— Start GIVEN PASSAGE —

Dijkstra's Algorithm

Learn what Dijkstra's algorithm is and how it can be used for maze generation.


As fun as it is to generate maze after maze, eventually, someone’s going to ask us how to actually solve these puzzles. Once or twice is fine, but the last thing we want to do is perpetually put pencil to paper and manually work out the solution to each one, case by case. We’d never have time for making more mazes! Since the computer has generated these, surely it can solve them, too, right?

You bet it can.

It turns out that we can choose from among an entire host of algorithms to solve mazes. Some, like the Pledge or Trémaux algorithms, are useful when we can’t see the entire maze. Others, like dead-end filling and the shortest-path algorithms, require a more omniscient view. In the scope of this course, we’ll concentrate on just one, the most all-rounder algorithm amongst the path-finding algorithms: Dijkstra’s.

— End GIVEN PASSAGE —
— Start DATA SECTION —

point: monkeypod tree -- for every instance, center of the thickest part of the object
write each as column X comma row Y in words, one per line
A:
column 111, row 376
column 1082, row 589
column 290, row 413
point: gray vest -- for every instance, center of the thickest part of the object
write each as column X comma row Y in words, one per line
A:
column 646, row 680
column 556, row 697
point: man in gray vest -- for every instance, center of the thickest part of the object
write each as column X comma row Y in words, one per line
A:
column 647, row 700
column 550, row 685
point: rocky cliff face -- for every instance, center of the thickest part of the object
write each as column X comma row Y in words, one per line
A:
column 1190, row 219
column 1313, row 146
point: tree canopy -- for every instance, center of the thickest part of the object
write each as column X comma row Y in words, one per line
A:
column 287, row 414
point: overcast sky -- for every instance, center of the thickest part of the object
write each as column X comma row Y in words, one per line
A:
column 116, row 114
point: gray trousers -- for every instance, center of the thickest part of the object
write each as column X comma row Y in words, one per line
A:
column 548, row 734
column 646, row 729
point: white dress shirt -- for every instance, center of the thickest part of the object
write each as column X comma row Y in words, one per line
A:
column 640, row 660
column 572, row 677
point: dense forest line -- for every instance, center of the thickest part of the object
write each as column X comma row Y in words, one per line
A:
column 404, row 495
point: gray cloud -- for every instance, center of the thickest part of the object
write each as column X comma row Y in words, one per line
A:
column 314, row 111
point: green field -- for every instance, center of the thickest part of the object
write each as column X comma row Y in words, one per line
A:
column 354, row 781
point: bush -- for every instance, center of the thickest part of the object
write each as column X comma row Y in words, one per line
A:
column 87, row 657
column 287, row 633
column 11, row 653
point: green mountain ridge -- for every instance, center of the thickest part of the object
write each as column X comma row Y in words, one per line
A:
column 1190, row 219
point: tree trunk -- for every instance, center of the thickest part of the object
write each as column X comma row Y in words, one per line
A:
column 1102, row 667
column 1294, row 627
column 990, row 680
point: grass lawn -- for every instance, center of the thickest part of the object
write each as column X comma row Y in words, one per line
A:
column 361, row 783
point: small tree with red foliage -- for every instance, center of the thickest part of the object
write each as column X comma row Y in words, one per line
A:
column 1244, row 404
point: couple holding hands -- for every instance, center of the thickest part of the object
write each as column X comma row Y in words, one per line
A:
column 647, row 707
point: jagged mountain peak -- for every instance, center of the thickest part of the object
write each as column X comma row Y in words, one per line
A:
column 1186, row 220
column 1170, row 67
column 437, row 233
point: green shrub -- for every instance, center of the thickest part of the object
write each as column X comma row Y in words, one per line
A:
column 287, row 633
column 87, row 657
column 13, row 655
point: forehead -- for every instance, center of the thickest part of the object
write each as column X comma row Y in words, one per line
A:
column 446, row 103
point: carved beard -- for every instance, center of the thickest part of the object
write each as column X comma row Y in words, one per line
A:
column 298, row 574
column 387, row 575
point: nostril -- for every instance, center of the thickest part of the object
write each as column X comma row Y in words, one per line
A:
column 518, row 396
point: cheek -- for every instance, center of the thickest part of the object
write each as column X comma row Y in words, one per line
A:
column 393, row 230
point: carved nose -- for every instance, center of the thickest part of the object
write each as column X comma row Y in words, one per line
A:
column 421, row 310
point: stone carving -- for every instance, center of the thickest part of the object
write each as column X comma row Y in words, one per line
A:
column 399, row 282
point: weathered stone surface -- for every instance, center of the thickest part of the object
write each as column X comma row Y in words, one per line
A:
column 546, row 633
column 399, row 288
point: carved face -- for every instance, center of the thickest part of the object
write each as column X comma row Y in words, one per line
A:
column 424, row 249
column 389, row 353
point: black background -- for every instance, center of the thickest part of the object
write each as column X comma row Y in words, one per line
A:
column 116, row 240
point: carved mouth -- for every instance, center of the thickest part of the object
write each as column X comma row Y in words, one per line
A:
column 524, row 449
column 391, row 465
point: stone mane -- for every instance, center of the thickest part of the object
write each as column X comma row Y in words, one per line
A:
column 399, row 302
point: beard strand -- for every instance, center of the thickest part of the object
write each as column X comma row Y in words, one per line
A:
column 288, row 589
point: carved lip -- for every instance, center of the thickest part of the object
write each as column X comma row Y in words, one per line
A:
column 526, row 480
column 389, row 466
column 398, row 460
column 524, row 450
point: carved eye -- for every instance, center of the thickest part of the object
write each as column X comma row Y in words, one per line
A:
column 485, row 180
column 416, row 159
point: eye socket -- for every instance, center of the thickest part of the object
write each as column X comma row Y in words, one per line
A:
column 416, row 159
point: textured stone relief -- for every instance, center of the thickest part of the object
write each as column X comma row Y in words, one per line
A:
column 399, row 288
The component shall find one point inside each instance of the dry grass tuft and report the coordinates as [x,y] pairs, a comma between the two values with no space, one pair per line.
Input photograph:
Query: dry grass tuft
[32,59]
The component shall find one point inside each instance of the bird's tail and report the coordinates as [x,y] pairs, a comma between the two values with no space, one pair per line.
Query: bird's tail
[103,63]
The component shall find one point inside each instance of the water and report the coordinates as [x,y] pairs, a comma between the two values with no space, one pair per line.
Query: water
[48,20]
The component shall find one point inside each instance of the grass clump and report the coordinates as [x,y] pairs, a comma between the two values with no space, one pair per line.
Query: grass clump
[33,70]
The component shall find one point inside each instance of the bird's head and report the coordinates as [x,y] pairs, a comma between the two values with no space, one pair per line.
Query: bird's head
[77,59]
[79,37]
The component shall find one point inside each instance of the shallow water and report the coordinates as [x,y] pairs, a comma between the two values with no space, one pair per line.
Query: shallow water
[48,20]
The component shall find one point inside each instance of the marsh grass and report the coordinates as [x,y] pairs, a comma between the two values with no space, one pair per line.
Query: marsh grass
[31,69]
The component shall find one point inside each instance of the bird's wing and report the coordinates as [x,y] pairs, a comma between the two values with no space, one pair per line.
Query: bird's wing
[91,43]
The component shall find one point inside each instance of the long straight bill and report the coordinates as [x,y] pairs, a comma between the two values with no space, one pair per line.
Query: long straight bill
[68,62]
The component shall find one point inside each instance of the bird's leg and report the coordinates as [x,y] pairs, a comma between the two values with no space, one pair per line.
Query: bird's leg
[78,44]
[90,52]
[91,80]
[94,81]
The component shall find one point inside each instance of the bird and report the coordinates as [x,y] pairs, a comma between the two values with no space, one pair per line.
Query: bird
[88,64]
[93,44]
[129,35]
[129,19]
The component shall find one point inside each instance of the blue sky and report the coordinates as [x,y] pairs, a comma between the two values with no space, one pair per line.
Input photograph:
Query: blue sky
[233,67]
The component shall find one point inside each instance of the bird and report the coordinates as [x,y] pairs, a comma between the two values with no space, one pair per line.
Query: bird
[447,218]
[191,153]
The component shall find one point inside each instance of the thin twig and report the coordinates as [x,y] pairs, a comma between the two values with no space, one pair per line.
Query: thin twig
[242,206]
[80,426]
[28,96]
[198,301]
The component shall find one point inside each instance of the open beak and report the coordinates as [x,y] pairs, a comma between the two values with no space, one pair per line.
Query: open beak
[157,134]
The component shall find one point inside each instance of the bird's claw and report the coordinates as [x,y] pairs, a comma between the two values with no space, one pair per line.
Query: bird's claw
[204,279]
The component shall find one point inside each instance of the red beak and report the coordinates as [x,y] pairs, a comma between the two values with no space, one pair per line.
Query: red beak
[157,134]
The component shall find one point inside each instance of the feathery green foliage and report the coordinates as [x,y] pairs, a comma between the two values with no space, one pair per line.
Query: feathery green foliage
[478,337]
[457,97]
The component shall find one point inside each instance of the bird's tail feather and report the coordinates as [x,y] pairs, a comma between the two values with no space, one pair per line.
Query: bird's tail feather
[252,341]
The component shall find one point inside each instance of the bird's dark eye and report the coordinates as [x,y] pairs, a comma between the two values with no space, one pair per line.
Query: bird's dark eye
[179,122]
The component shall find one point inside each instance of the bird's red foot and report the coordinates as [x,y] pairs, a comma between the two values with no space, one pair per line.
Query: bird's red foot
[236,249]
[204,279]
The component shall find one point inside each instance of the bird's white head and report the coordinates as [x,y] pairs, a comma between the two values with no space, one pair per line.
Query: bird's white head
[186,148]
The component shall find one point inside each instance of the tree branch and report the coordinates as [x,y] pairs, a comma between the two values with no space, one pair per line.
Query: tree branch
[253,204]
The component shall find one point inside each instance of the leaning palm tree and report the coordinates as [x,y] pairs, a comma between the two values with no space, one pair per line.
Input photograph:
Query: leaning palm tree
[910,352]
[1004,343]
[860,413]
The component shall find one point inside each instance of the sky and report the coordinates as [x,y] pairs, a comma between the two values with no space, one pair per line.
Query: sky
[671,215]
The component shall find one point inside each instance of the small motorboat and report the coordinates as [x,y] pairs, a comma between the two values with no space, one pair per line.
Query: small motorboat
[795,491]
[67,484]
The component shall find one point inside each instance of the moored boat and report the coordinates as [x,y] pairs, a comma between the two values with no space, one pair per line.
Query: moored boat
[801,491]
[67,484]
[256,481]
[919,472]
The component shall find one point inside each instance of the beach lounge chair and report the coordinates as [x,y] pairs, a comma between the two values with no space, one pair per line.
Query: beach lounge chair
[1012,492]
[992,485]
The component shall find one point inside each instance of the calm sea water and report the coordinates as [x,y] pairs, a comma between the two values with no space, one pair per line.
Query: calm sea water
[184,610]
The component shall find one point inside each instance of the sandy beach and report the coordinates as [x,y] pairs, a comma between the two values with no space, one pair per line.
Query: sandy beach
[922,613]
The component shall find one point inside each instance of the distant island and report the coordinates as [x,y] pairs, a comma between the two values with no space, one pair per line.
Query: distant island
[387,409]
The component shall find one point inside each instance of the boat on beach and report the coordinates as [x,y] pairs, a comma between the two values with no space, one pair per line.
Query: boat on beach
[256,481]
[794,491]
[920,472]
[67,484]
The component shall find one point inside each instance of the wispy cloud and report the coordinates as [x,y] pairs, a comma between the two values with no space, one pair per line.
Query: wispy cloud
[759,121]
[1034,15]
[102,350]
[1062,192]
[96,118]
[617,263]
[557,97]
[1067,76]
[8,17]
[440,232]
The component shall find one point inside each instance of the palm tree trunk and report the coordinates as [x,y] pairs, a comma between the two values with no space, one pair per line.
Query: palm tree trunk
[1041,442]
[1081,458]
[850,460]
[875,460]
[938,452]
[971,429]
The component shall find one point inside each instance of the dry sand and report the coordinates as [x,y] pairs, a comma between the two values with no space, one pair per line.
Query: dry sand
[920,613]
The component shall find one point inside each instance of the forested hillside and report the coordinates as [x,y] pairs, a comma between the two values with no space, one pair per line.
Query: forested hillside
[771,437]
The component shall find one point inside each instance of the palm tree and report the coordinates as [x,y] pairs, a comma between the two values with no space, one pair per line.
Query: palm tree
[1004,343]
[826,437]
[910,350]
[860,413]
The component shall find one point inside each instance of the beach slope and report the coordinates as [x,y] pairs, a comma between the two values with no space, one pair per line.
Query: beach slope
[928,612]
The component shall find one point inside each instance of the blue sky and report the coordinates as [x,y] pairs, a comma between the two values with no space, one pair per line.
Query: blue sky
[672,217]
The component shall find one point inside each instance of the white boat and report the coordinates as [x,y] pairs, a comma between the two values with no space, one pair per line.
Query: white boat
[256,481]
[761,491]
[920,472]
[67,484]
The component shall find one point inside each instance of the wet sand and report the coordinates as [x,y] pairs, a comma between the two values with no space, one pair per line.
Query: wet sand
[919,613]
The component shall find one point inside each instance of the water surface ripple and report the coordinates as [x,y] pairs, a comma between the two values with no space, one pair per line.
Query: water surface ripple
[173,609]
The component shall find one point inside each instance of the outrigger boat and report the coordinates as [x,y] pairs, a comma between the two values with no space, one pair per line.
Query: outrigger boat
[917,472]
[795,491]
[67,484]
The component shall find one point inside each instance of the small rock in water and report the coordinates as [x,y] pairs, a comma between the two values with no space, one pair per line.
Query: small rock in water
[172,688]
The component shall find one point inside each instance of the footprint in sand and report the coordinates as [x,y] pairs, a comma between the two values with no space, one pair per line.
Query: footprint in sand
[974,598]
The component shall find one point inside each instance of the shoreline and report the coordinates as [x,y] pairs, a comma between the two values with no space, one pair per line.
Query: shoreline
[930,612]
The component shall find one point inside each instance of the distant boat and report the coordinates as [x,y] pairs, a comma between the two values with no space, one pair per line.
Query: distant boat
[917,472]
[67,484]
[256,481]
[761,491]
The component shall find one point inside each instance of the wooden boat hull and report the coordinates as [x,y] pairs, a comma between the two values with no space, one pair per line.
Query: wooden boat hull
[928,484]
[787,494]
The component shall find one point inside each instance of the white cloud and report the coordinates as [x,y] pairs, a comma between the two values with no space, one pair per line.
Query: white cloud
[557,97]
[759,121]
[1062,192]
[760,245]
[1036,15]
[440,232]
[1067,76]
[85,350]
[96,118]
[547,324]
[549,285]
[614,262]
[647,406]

— End DATA SECTION —

▸ JOBS:
1 - Answer these about the passage on Dijkstra's algorithm:
(a) Which two algorithms are described as useful when the entire maze can't be seen?
(b) What do dead-end filling and the shortest-path algorithms require?
(c) Which single algorithm does the course concentrate on?
2 - Reproduce the passage on Dijkstra's algorithm word for word between "As fun as it" and "them, too, right?", inclusive.

▸ OUTPUTS BY TASK:
1 -
(a) The Pledge and Trémaux algorithms.
(b) A more omniscient view.
(c) Dijkstra's algorithm.

2 -
As fun as it is to generate maze after maze, eventually, someone’s going to ask us how to actually solve these puzzles. Once or twice is fine, but the last thing we want to do is perpetually put pencil to paper and manually work out the solution to each one, case by case. We’d never have time for making more mazes! Since the computer has generated these, surely it can solve them, too, right?